**Dataset entries:**
:::::
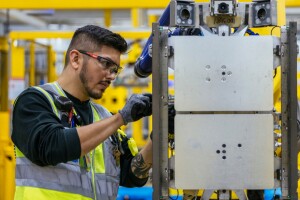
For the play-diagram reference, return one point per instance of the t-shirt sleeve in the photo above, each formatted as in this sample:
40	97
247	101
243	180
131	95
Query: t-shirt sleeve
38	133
:::::
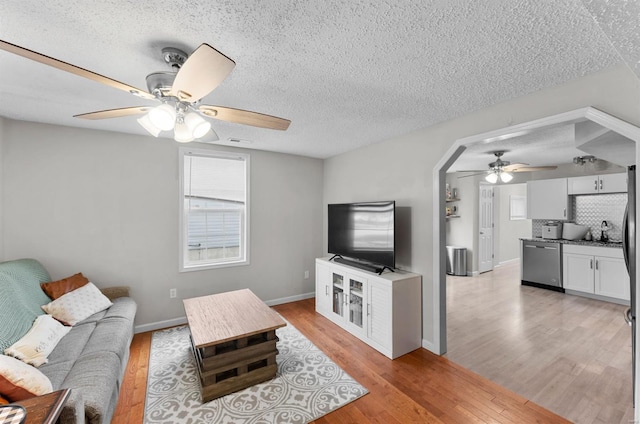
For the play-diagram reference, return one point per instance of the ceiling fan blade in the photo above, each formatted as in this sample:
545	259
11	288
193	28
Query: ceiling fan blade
:::::
**What to produce:**
Take every line above where "each" appears and copy it.

**Response area:**
For the play-diagram reference, return one point per instance of the t-shirt sleeve in the photo above, each formatted as in this sample:
For the play-diagram reference, return one point per instance of the ceiling fan blade in the photo above, each formatted as in this sample:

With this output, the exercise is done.